Unix Tutorial 6

UNIX Tutorial Six

Other useful UNIX commands  

quota

All students are allocated a certain amount of disk space on the file system for their personal files, usually about 100Mb. If you go over your quota, you are given 7 days to remove excess files.

To check your current quota and how much of it you have used, type

% quota -v

df

The df command reports on the space left on the file system. For example, to find out how much space is left on the fileserver, type

% df .

du

The du command outputs the number of kilobyes used by each subdirectory. Useful if you have gone over quota and you want to find out which directory has the most files. In your home-directory, type

% du -s *

The -s flag will display only a summary (total size) and the * means all files and directories.

• [RECORDS SHOWN]
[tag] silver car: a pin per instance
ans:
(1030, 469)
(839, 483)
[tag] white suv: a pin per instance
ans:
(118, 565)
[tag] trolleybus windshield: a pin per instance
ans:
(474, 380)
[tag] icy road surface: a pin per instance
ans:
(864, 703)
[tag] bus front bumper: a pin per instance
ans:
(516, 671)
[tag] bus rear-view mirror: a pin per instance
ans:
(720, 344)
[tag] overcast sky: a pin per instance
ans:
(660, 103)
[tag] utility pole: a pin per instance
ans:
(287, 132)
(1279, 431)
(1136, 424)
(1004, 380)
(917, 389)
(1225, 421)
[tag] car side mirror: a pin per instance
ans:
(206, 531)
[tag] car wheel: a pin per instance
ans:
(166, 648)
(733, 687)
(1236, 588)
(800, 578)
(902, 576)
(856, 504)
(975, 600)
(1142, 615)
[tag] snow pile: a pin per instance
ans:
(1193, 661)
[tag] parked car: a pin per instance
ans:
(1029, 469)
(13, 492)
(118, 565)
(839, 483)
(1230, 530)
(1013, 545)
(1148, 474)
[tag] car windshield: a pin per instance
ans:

• [OBJECTIVE]
Write the next part of the Unix tutorial, picking up after its last sentence. The entries are separate from the Unix tutorial.

• [FINAL ANSWER]
gzip

This reduces the size of a file, thus freeing valuable disk space. For example, type

% ls -l science.txt

and note the size of the file using ls -l . Then to compress science.txt, type

% gzip science.txt

This will compress the file and place it in a file called science.txt.gz

To see the change in size, type ls -l again.

To expand the file, use the gunzip command.

% gunzip science.txt.gz

zcat

zcat will read gzipped files without needing to uncompress them first.

% zcat science.txt.gz

If the text scrolls too fast for you, pipe the output though less .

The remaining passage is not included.